◆ Requirement
Every entry below needs to be repeated exactly.

Listed records START

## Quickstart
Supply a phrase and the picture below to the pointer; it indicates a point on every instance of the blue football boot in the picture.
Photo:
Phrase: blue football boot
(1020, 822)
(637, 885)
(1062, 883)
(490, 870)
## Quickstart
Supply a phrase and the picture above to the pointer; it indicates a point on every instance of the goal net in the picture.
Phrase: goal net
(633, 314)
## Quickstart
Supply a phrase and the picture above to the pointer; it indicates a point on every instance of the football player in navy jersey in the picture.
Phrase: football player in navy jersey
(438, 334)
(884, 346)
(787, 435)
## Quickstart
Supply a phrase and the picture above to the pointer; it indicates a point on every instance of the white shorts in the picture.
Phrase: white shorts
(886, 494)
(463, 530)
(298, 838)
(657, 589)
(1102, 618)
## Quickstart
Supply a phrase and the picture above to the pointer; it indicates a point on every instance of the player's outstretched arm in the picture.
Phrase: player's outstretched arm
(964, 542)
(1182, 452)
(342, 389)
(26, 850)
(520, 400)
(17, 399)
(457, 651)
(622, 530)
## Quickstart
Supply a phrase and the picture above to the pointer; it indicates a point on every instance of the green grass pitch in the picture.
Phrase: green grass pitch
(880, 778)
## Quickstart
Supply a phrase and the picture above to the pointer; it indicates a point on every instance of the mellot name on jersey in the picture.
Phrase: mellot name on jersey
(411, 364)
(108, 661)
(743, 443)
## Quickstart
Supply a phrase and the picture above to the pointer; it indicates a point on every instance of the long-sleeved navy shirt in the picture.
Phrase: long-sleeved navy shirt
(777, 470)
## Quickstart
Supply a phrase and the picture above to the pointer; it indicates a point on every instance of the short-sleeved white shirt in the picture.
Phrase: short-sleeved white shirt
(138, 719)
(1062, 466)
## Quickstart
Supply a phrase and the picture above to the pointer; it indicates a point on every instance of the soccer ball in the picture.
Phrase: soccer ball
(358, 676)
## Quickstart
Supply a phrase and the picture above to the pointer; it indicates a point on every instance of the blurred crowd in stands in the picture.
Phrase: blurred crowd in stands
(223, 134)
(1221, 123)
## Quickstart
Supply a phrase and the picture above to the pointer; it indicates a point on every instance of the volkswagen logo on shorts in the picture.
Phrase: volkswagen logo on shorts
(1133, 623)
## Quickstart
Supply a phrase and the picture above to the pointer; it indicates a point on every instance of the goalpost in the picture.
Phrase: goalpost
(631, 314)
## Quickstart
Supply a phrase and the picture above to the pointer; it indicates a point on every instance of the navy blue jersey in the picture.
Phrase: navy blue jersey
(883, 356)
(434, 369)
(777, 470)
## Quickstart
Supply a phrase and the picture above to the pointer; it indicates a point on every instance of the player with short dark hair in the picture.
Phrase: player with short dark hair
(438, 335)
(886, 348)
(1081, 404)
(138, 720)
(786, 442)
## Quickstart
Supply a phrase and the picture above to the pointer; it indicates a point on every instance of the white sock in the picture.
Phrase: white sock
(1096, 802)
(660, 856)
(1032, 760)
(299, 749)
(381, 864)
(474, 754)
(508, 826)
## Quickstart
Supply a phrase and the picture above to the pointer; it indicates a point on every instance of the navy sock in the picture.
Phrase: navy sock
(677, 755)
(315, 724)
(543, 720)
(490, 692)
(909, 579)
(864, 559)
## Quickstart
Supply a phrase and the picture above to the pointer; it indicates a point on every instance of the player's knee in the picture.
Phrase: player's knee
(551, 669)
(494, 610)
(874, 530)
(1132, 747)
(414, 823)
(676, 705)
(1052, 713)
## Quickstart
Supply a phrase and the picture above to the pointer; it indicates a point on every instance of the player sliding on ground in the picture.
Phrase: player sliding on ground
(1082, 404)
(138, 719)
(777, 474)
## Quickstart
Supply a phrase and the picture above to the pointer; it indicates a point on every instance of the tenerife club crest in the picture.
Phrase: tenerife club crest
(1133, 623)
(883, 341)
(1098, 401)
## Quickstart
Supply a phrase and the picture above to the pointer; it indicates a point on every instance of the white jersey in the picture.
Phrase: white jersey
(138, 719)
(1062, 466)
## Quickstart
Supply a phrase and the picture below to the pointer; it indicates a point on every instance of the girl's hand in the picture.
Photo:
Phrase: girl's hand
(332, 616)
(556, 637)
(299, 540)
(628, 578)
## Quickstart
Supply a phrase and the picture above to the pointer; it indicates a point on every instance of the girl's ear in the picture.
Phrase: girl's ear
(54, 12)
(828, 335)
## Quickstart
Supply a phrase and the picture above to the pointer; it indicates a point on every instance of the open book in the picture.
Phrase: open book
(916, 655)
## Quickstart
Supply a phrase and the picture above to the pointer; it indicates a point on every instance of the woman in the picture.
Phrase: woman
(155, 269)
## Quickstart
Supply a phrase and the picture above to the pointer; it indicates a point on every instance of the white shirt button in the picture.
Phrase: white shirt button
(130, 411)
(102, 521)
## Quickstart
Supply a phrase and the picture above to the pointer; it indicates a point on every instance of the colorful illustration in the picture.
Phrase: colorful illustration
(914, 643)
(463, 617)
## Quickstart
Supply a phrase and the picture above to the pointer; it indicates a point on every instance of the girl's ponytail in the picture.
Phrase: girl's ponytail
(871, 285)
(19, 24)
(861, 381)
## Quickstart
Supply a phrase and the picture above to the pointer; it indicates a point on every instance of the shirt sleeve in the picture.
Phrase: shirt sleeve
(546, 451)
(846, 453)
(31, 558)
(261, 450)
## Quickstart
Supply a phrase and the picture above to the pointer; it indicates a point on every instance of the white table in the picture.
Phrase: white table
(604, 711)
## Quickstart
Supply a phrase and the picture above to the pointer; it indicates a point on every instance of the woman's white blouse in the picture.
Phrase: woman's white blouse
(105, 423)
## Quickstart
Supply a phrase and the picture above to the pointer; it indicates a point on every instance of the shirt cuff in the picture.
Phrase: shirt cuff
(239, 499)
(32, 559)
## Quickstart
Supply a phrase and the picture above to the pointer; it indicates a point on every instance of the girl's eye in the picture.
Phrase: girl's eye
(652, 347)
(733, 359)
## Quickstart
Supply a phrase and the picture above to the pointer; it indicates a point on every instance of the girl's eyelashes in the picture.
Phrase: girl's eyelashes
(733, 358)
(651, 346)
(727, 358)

Listed records END

◆ The completed task
## Quickstart
Supply a phrase and the picture below to the pointer; it indicates a point on every instance of the blue football boot in the picture.
Photo:
Phrase: blue football boot
(1020, 822)
(637, 885)
(1062, 883)
(490, 870)
## Quickstart
Supply a phrase and the picture above to the pointer; it indicates a point on every instance of the goal net in the picture.
Phrase: goal net
(633, 314)
## Quickstart
Supply a phrase and the picture above to the pointer; it indicates a point on every instance of the football player in navy jersey in the picture.
Phrase: football player in navy jersey
(438, 334)
(884, 346)
(787, 435)
## Quickstart
Supply a phrase and the picture above to the pointer; it indicates a point on every instance of the white shorts in the picture.
Phrase: white shorts
(886, 494)
(463, 530)
(298, 838)
(657, 589)
(1102, 618)
## Quickstart
Supply a phrase and the picture above to the pointer; it indicates a point on every instance of the player's outstretched arm in the picture.
Phrase: player's outstretched arm
(964, 542)
(1182, 452)
(342, 389)
(26, 850)
(520, 400)
(17, 399)
(457, 651)
(622, 530)
## Quickstart
Supply a phrase and the picture above to the pointer; it indicates a point on every instance of the green grass pitch in the picture.
Phrase: green grass pitch
(880, 778)
## Quickstart
Supply a phrase and the picture above to the pointer; it indicates a point on every instance of the mellot name on jersey in the picture.
Phrase: mellot name on jersey
(411, 364)
(108, 661)
(743, 443)
## Quickstart
Supply a phrase and the picture above to the pointer; it indicates a point on every instance of the long-sleeved navy shirt in the picture.
Phrase: long-sleeved navy shirt
(777, 470)
## Quickstart
Supply a phrase and the picture above to the pointer; it indicates a point on every instance of the short-sleeved white shirt in the picture.
Phrase: short-sleeved white shirt
(138, 719)
(1062, 466)
## Quickstart
Supply a phrase and the picture above to the pointer; it indicates a point on every instance of the soccer ball in the picture.
Phrase: soccer ball
(358, 676)
## Quickstart
Supply a phrase and the picture above to the pointer; it indicates a point on every instance of the blurred crowd in stands in the picture.
Phrase: blurred crowd in stands
(223, 134)
(1221, 123)
## Quickstart
Supply a phrase and the picture above to the pointer; it indicates a point on every instance of the volkswagen logo on shorts in the picture.
Phrase: volkswagen logo on shorts
(1133, 623)
## Quickstart
Supply a phrase and the picture above to the pointer; it indicates a point on every instance of the goalpost in the picture.
Phrase: goalpost
(631, 314)
## Quickstart
Supply a phrase and the picture above to the pointer; it indicates a point on every instance of the navy blue jersey in the picture.
Phrase: navy blue jersey
(883, 356)
(434, 369)
(777, 470)
## Quickstart
Supply a phrase and the picture above to the pointer; it indicates a point on every instance of the player with short dark hair in the picture.
Phrase: player with short dark hair
(438, 335)
(886, 348)
(1081, 404)
(138, 720)
(786, 442)
## Quickstart
Supply a phrase and the picture above to the pointer; it indicates a point on every instance of the white sock in the picture.
Phrase: white sock
(1096, 802)
(660, 856)
(1032, 760)
(299, 749)
(381, 864)
(474, 754)
(508, 826)
## Quickstart
Supply a phrase and the picture above to the pointer; it indicates a point on every instance of the navy sock in the picture.
Phrase: navy sock
(677, 755)
(315, 724)
(543, 720)
(490, 692)
(909, 579)
(864, 559)
## Quickstart
Supply a phrase and the picture above to the pointer; it indicates a point on every instance of the player's knee in the picture.
Phrase: player's knee
(551, 669)
(494, 610)
(874, 530)
(1132, 747)
(414, 823)
(676, 705)
(1052, 713)
## Quickstart
Supply a phrase and the picture above to the pointer; it indicates a point on every instance of the player sliding on ground in the picture.
Phrase: player sliding on ground
(1082, 404)
(138, 719)
(777, 474)
## Quickstart
Supply a phrase and the picture above to the pointer; it indicates a point on every instance of the tenerife club crest in the picture.
Phrase: tenerife club crest
(1133, 623)
(883, 341)
(1098, 401)
## Quickstart
Supply a phrase and the picture above to the pointer; it indicates a point on every instance of the white jersey in the picture.
Phrase: white jersey
(138, 719)
(1062, 466)
## Quickstart
Supply a phrase and the picture below to the pointer; it indicates a point on every instance of the girl's hand in the picture.
Photo:
Phrase: girl's hand
(332, 616)
(556, 637)
(299, 540)
(628, 578)
## Quickstart
Supply a phrase and the picture above to the pointer; it indicates a point on every instance of the girl's ear in the picture.
Phrase: girl's ear
(54, 12)
(828, 335)
## Quickstart
Supply a phrase and the picture above to the pointer; it indicates a point on every instance of the open book in the picture.
Phrase: open book
(916, 655)
## Quickstart
Supply a phrase and the picture above to the pointer; it indicates a point on every instance of the woman in the picture.
Phrase: woman
(155, 269)
## Quickstart
Supply a phrase and the picture above to the pointer; it indicates a point on every instance of the white shirt button in the picture.
Phrase: white shirt button
(130, 411)
(102, 521)
## Quickstart
Supply a phrase and the picture above to the pointer; it indicates a point on every instance of the colorful illustration in the picture.
Phrase: colorful illustration
(914, 643)
(463, 617)
## Quickstart
Supply a phrase and the picture above to the pointer; it indicates a point on every instance of the girl's ponytail in the picture.
Phrase: girl's ponytail
(871, 285)
(19, 24)
(861, 381)
## Quickstart
Supply a phrase and the picture above to the pointer; it indicates a point on every instance of the shirt sleeve in the picture.
Phrase: shirt sleeve
(546, 451)
(846, 453)
(31, 558)
(261, 450)
## Quickstart
Supply a phrase and the picture above to the pointer; it indicates a point on every instance of the white table in the picture.
Phrase: white table
(604, 711)
## Quickstart
Supply a phrase and the picture above to the pointer; it indicates a point on every instance of the woman's white blouse in the picture.
Phrase: woman's white blouse
(105, 423)
## Quickstart
Supply a phrase and the picture above to the pointer; it indicates a point on every instance of the shirt cuff in the picture.
Phrase: shirt cuff
(239, 499)
(32, 559)
## Quickstart
Supply a phrase and the picture above to the pointer; it indicates a point on every instance of the girl's eye in the picture.
Phrase: girl's eye
(652, 347)
(733, 359)
## Quickstart
Supply a phrase and the picture above to the pointer; it indicates a point on every instance of the girl's eyelashes in the picture.
Phrase: girl's eyelashes
(733, 358)
(651, 346)
(727, 358)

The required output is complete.